▶ _Provided entries_:

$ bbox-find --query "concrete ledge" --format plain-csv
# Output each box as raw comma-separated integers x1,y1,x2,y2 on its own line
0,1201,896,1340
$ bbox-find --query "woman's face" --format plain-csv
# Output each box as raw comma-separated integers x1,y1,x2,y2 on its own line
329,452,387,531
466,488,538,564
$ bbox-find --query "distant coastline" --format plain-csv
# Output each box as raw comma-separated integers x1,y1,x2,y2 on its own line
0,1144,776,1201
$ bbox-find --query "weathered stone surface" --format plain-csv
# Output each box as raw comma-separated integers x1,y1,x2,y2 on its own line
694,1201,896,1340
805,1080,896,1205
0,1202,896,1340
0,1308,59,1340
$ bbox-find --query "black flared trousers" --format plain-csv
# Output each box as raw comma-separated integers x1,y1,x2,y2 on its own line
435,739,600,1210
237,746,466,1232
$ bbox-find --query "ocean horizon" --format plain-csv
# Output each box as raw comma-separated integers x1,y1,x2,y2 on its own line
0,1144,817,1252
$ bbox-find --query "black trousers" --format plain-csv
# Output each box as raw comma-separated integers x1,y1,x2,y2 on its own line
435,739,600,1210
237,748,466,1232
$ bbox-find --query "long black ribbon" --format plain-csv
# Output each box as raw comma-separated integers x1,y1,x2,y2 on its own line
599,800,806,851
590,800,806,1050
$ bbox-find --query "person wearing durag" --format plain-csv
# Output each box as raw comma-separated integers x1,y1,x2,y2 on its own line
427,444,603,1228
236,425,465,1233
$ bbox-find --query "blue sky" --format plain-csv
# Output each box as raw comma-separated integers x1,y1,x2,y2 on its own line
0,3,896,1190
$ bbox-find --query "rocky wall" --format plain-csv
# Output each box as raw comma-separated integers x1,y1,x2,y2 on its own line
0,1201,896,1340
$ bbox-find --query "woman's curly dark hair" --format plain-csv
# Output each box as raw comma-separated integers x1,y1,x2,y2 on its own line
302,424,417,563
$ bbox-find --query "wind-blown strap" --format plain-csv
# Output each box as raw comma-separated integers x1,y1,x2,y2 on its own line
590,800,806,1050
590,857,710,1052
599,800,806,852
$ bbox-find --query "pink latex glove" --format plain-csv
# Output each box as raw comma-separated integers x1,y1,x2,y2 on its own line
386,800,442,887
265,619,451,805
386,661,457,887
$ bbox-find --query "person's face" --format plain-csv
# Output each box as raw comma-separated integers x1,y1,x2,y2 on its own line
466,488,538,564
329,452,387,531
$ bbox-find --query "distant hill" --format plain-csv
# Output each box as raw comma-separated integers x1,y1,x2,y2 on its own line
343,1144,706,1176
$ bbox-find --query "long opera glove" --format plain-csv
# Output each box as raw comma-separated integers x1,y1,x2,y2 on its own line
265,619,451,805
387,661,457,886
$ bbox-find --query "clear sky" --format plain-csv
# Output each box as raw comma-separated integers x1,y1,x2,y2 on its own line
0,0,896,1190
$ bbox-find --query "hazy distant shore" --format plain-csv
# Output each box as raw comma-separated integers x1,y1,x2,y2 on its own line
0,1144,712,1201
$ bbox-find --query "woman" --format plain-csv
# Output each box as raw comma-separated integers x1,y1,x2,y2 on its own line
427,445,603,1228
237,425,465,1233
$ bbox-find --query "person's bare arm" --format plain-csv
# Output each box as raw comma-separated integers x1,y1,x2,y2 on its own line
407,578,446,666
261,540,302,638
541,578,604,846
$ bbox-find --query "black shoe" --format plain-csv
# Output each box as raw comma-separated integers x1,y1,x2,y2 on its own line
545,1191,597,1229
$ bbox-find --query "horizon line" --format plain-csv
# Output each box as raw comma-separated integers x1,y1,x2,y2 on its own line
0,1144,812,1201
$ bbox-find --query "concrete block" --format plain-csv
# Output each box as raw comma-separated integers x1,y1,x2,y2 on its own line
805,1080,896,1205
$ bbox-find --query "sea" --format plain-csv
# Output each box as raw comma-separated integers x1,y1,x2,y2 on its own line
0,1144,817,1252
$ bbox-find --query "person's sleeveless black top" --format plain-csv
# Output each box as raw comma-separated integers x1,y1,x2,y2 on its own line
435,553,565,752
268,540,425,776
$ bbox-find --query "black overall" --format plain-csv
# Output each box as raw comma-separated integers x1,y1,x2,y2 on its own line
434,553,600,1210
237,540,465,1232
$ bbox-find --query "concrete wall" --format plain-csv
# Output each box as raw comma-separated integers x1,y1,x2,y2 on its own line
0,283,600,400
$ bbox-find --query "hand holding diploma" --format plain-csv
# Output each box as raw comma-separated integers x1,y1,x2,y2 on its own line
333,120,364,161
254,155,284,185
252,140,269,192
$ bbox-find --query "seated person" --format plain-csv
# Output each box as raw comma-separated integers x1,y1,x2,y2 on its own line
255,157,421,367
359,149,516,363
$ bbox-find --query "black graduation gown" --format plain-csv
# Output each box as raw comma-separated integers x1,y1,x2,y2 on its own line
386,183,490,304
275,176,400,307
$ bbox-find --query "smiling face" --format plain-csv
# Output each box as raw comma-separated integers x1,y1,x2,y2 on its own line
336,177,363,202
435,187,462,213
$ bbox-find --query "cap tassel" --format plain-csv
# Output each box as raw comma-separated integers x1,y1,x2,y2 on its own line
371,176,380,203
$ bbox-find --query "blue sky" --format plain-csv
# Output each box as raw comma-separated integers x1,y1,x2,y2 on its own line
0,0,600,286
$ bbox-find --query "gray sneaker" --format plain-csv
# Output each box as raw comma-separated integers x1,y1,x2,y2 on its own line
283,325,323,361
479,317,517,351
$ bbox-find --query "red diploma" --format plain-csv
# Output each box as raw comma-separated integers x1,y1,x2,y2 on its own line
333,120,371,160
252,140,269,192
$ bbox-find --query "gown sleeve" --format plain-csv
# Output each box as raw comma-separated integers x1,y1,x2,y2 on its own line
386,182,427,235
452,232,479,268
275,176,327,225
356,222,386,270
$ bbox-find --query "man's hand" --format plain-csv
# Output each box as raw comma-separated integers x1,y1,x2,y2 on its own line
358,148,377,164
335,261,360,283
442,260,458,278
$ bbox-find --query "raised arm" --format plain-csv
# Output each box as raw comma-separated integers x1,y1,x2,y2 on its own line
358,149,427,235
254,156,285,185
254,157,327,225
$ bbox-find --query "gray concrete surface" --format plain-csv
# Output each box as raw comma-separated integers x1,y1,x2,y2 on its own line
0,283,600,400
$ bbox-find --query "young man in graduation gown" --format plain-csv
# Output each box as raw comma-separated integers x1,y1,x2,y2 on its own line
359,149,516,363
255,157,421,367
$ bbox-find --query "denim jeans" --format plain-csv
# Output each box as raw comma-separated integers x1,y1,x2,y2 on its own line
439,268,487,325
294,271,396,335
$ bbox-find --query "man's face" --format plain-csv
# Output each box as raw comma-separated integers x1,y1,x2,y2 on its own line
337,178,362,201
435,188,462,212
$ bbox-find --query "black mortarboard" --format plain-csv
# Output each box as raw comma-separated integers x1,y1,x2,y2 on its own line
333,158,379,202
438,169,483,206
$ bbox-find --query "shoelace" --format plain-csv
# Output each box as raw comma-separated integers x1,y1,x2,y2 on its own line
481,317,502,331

▶ _Aim of the task_: Copy all of the lines above without any changes.

▶ _Solution_:
$ bbox-find --query "concrete ledge" --format plain-csv
# Output each box as raw comma-separated integers x1,y1,x2,y2 on its own line
0,1201,896,1340
$ bbox-find --query "woman's face" --format plain-csv
# Output each box as raw comma-separated integers x1,y1,x2,y2 on its own line
329,452,387,531
466,488,538,564
$ bbox-find --query "distant coastline" --format plain-csv
# Output each box as raw comma-separated integers x1,y1,x2,y2 on its own line
0,1144,776,1201
$ bbox-find --query "weathered stone surface" --format plain-csv
# Output each box as raw comma-separated integers x1,y1,x2,y2 on its own line
694,1201,896,1340
805,1080,896,1205
0,1202,896,1340
0,1308,59,1340
$ bbox-find --query "black flared trousers" --format plain-csv
# Output each box as raw comma-separated integers x1,y1,x2,y2 on its own line
435,739,600,1210
237,746,466,1232
$ bbox-find --query "ocean horizon" --format plain-csv
# Output each box as raw comma-separated integers x1,y1,x2,y2 on its own line
0,1144,817,1252
$ bbox-find --query "black trousers" --format plain-csv
# Output each box as raw comma-separated integers x1,y1,x2,y2 on its own line
435,739,600,1210
237,748,466,1232
$ bbox-find --query "long black ribbon" --format plain-csv
# Output each box as raw comma-separated integers x1,y1,x2,y2 on its own line
599,800,806,851
590,800,806,1050
$ bbox-find --query "person wearing durag" --format plain-csv
# Output each box as raw comma-separated integers x1,y1,x2,y2 on its own line
427,444,603,1228
236,425,465,1233
$ bbox-find --query "blue sky" --format plain-csv
# Output each box as raw comma-separated integers x1,y1,x2,y2 on its own line
0,3,896,1190
$ bbox-find --query "rocky wall" --format plain-csv
# Output each box as raw comma-separated integers x1,y1,x2,y2 on its own line
0,1201,896,1340
$ bbox-find --query "woman's curly dark hair" --format plain-csv
# Output each box as raw comma-separated integers x1,y1,x2,y2 on its own line
302,424,417,563
$ bbox-find --query "wind-blown strap" --format plain-csv
# Output each box as raw comma-separated integers x1,y1,x2,y2 on its own line
590,800,806,1050
590,857,710,1052
599,800,806,852
$ bbox-find --query "pink latex glove" --format plain-csv
# Output each box as raw comma-separated integers x1,y1,x2,y2 on its own line
386,800,442,887
265,619,451,805
386,661,457,887
$ bbox-find --query "person's face" --format plain-csv
# Output each box as raw comma-separated integers x1,y1,x2,y2 on its own line
466,488,538,564
329,452,387,531
$ bbox-find --query "distant hill" --format plain-csv
# Output each box as raw comma-separated integers x1,y1,x2,y2 on its own line
343,1144,706,1176
$ bbox-find --query "long opera glove" --format plain-csv
# Output each box as raw comma-separated integers x1,y1,x2,y2 on its own line
265,619,451,805
387,661,457,886
$ bbox-find --query "clear sky" --format plain-csv
# Output each box as raw comma-separated integers x1,y1,x2,y2 on its own line
0,0,896,1190
$ bbox-find --query "hazy distant shore" --format plain-csv
# Output each box as raw comma-separated integers x1,y1,x2,y2 on its own line
0,1144,712,1201
$ bbox-find --query "woman" --format plain-csv
# Output each box as raw comma-separated integers x1,y1,x2,y2 on its own line
427,445,603,1228
237,425,465,1233
$ bbox-find --query "person's bare arm" --format plain-csv
# Output each box as raw comma-separated integers x1,y1,x2,y2 on its own line
407,578,446,666
261,540,302,638
541,578,604,846
$ bbox-find --query "black shoe" --format plain-csv
# Output each box as raw comma-separated integers x1,y1,x2,y2 on its own line
545,1191,597,1229
$ bbox-find --query "horizon line" --format plain-csv
# Output each box as raw comma-separated integers x1,y1,x2,y2 on its own line
0,1144,812,1201
$ bbox-find --query "concrete block" --format plain-csv
# Output each box as raw comma-separated integers x1,y1,x2,y2 on its own line
805,1080,896,1205
$ bbox-find --query "sea" --format plain-csv
# Output each box as raw comma-separated integers x1,y1,x2,y2 on its own line
0,1144,817,1252
$ bbox-find --query "person's sleeveless black top" --format plain-csv
# Output each box as raw comma-separated integers x1,y1,x2,y2 on its own line
435,553,565,752
268,540,425,776
$ bbox-find --query "black overall" --format plain-csv
# Output each box as raw comma-separated integers x1,y1,x2,y2 on its own line
434,553,600,1210
237,540,465,1232
$ bbox-find --query "concrete wall" --format plain-csv
# Output each box as raw comma-separated integers x1,y1,x2,y2 on its own line
0,283,600,400
$ bbox-find --query "hand holding diploma" --format plain-csv
# Output each box as raw comma-separated integers x1,y1,x2,y2 on its own line
333,120,364,161
254,155,284,185
252,140,269,192
$ bbox-find --query "seated person" --format plain-csv
# Output each box as raw comma-separated integers x1,y1,x2,y2 on its own line
255,157,421,367
359,149,516,363
$ bbox-find --query "black graduation gown" --format plain-csv
# Output each box as raw comma-separated integers x1,y1,x2,y2 on its own line
386,183,490,304
275,176,400,307
$ bbox-find --query "smiling face" --format plain-csv
# Output each box as raw comma-separated integers x1,y1,x2,y2 on its own line
336,177,363,202
435,187,462,213
$ bbox-find --query "cap tassel" --format plain-csv
# Output each box as raw comma-separated integers x1,y1,x2,y2 on its own line
371,176,380,203
$ bbox-find --query "blue sky" --format plain-csv
# Output each box as raw comma-separated integers x1,y1,x2,y2 on its own line
0,0,600,286
$ bbox-find --query "gray sneaker" --format plain-csv
# Output each box as raw comma-separated integers x1,y1,x2,y2 on its own line
283,325,323,361
479,317,517,351
$ bbox-find --query "red diploma" --format plain-csv
# Output each box as raw comma-separated integers x1,y1,x2,y2 on its own line
333,120,371,160
252,140,269,192
$ bbox-find --query "gown sleeve" --format plain-csv
# Output each box as raw comma-separated integers x1,y1,x2,y2 on its own line
386,182,427,235
452,232,479,268
275,176,327,225
356,222,386,270
$ bbox-find --query "man's hand" --format plain-csv
# Output each box as raw comma-separated integers x1,y1,x2,y2 on its own line
358,148,377,164
335,261,360,283
442,260,458,278
$ bbox-find --query "raised arm" --format plain-csv
# Output each box as raw comma-separated integers x1,y1,x2,y2 on its own line
358,149,427,235
254,156,285,185
254,157,327,225
$ bbox-find --query "gray concrete surface" --format plain-csv
# Output each box as raw comma-separated integers x1,y1,x2,y2 on its own line
0,283,600,400
$ bbox-find --query "young man in graduation gown" --format plain-csv
# Output each box as raw comma-separated integers x1,y1,x2,y2 on its own line
359,149,516,363
255,157,421,367
$ bbox-find --query "denim jeans" --format plain-csv
# Output each box as raw comma-separated integers x1,y1,x2,y2 on its own line
439,268,487,325
294,271,396,335
$ bbox-find --query "man's face" --format plain-csv
# Output each box as raw comma-separated integers x1,y1,x2,y2 on its own line
337,178,362,201
435,188,462,212
$ bbox-find --query "black mortarboard" --format plain-csv
# Output each box as raw comma-separated integers x1,y1,x2,y2 on its own line
333,158,379,202
438,169,483,206
$ bbox-find --query "shoelace" --format plain-csv
# Output each box as raw comma-separated integers x1,y1,x2,y2 on its own line
481,317,502,331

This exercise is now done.